* **Exercise**
Rescale the entries starting at the line that contains "of the yellowing" and ending at the line that contains "551), (327, 181)]", both lines included. Reproduce every line in that span unchanged except the answer coordinates, which you multiply by 2.4 and round to whole numbers (halves round up), and output only those lines.

____ Data supplied

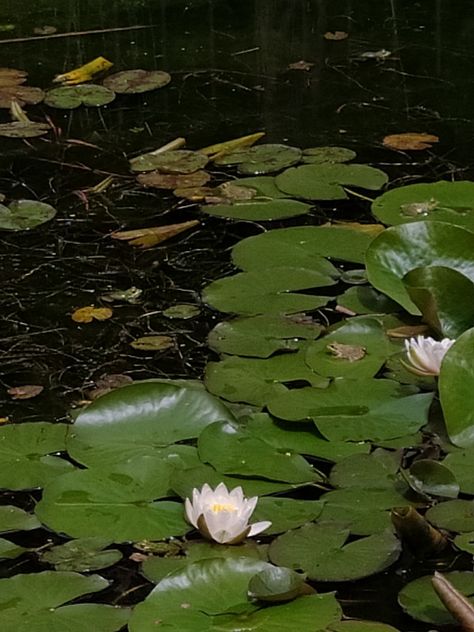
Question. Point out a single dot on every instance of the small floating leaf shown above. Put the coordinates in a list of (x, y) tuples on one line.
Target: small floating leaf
[(71, 97), (25, 214), (136, 81)]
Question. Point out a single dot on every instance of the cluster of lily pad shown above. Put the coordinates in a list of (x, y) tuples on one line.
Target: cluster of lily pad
[(294, 407)]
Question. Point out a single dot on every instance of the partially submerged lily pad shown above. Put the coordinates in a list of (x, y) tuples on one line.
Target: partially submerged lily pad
[(71, 97), (174, 161), (25, 214), (136, 81)]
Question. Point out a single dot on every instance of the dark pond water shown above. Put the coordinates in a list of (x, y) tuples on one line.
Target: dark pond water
[(229, 63)]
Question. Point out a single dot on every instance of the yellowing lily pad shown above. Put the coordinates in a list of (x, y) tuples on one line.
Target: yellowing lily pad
[(136, 81), (25, 214), (71, 97)]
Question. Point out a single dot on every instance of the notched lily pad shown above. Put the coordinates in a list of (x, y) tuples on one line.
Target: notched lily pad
[(71, 97), (25, 214), (136, 81), (175, 161)]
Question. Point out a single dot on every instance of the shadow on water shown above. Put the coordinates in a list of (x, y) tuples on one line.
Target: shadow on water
[(229, 65)]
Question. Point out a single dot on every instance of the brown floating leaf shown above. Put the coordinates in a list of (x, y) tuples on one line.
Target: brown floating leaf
[(407, 331), (300, 65), (422, 538), (410, 141), (153, 343), (90, 313), (454, 601), (346, 352), (160, 180), (336, 36), (149, 237), (27, 391)]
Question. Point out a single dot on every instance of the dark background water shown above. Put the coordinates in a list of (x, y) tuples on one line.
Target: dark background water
[(229, 65)]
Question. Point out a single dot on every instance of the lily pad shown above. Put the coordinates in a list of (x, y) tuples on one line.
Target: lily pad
[(136, 81), (271, 290), (456, 383), (357, 348), (34, 601), (26, 454), (141, 419), (82, 555), (233, 451), (318, 155), (15, 519), (25, 214), (302, 246), (420, 601), (120, 504), (258, 210), (356, 410), (451, 202), (176, 161), (71, 97), (261, 336), (262, 159), (400, 249), (321, 551), (327, 181)]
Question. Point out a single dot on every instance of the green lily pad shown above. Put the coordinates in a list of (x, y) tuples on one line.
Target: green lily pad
[(276, 584), (25, 214), (262, 159), (120, 505), (26, 454), (141, 419), (366, 300), (460, 464), (420, 601), (286, 513), (302, 439), (430, 477), (71, 97), (258, 210), (320, 550), (136, 81), (302, 246), (15, 519), (83, 555), (456, 384), (236, 452), (216, 594), (261, 336), (173, 161), (257, 381), (24, 129), (271, 290), (34, 601), (327, 181), (357, 348), (400, 249), (451, 202), (318, 155), (356, 410), (444, 296), (453, 515)]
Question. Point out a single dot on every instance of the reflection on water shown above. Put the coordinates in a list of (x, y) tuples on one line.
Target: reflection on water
[(229, 62)]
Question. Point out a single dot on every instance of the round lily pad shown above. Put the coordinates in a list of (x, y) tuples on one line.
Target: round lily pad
[(136, 81), (25, 214), (173, 161), (451, 202), (71, 97), (317, 155)]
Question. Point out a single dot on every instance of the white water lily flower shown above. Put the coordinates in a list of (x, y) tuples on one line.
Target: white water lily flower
[(222, 515), (426, 354)]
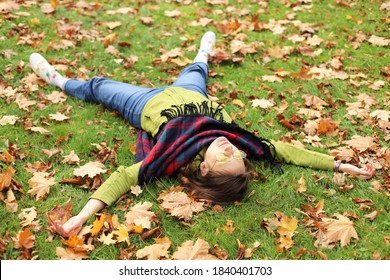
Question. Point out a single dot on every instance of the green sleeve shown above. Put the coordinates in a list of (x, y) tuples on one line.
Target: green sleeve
[(118, 184), (301, 157)]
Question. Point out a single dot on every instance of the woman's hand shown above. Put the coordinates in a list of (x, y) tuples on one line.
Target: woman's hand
[(71, 227), (74, 224), (365, 172)]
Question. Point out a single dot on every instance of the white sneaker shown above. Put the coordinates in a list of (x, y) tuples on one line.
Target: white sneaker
[(41, 67), (207, 42)]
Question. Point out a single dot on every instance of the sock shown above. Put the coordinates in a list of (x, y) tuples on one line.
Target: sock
[(58, 80), (202, 56)]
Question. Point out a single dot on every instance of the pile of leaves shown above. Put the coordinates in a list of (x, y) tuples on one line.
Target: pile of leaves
[(314, 119)]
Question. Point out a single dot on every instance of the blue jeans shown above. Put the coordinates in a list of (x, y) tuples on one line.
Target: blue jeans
[(129, 100)]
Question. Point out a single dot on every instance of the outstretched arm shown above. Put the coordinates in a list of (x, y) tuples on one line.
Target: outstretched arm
[(298, 156), (74, 224), (113, 188), (365, 172)]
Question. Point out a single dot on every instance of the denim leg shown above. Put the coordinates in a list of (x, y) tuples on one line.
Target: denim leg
[(193, 77), (127, 99)]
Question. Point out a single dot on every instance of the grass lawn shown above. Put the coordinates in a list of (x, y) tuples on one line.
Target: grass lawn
[(313, 73)]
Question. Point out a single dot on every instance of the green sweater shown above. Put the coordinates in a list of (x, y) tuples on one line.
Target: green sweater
[(124, 178)]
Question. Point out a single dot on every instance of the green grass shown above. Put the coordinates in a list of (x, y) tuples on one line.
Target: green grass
[(91, 123)]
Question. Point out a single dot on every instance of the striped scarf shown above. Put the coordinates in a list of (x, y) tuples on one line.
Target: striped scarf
[(183, 137)]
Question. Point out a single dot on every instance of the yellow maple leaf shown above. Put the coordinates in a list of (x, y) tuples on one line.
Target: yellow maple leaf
[(340, 229), (107, 239), (40, 184), (122, 234), (154, 252), (190, 251)]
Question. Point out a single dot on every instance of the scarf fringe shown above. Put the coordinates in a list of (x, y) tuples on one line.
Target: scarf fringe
[(192, 109)]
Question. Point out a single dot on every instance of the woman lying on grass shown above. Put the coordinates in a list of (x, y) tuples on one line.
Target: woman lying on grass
[(181, 132)]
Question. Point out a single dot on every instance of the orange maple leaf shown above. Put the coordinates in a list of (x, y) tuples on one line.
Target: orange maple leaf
[(340, 229)]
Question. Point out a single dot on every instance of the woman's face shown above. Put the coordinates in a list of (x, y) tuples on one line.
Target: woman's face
[(231, 163)]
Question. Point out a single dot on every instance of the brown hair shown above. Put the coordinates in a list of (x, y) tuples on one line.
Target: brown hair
[(218, 188)]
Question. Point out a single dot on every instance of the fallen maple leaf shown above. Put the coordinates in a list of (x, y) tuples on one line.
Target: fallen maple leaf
[(91, 169), (72, 158), (229, 227), (8, 120), (190, 251), (180, 205), (70, 254), (40, 184), (156, 251), (340, 229), (107, 239), (122, 234), (140, 215), (59, 213), (24, 239), (362, 143)]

________

* **Task answer**
Question. Point out a single dot on every instance of the yellowing lily pad shown above. Put the coordinates in a list of (x, y) tuples on one line.
Target: yellowing lily pad
[(326, 194), (60, 514), (170, 233)]
Question. Point out a single dot on every instance of the notched lily pad shown above. Put the coordinates in a list of (x, y) tuples on one line.
Target: notched lily pad
[(170, 233), (60, 514), (326, 194), (420, 386)]
Question. Point out a single dot on every instance of the shadow on water shown above. Put the coordinates in a list of (x, y) tuples on one line.
Target: shadow on water
[(550, 156)]
Question. Point out a single dot on every instance of the brown floating leaf shown above. Put the coordinates in a list of (x, y) tuples on one line.
Target: brown floating leaf
[(977, 794), (720, 156), (1013, 1291), (984, 338), (367, 823), (216, 751), (1090, 1442), (830, 845), (384, 432), (806, 86), (358, 569), (65, 938)]
Question. Point out a single dot on every instance of the dark background water shown above. Put the coordinates in a list of (x, y) tuples on one line.
Target: dark background water
[(550, 156)]
Question. Point out a single dot on every instance of the lily pad shown above. Put the coordinates in a list of (x, y) tuples on one line.
Target: lily pad
[(326, 194), (650, 696), (1094, 919), (857, 835), (82, 1442), (62, 1090), (338, 1006), (197, 1332), (559, 1082), (763, 372), (36, 1246), (60, 514), (725, 590), (1008, 1442), (288, 1210), (619, 504), (854, 984), (1082, 485), (422, 386), (170, 233), (626, 806), (629, 382), (960, 598), (770, 1322), (785, 434)]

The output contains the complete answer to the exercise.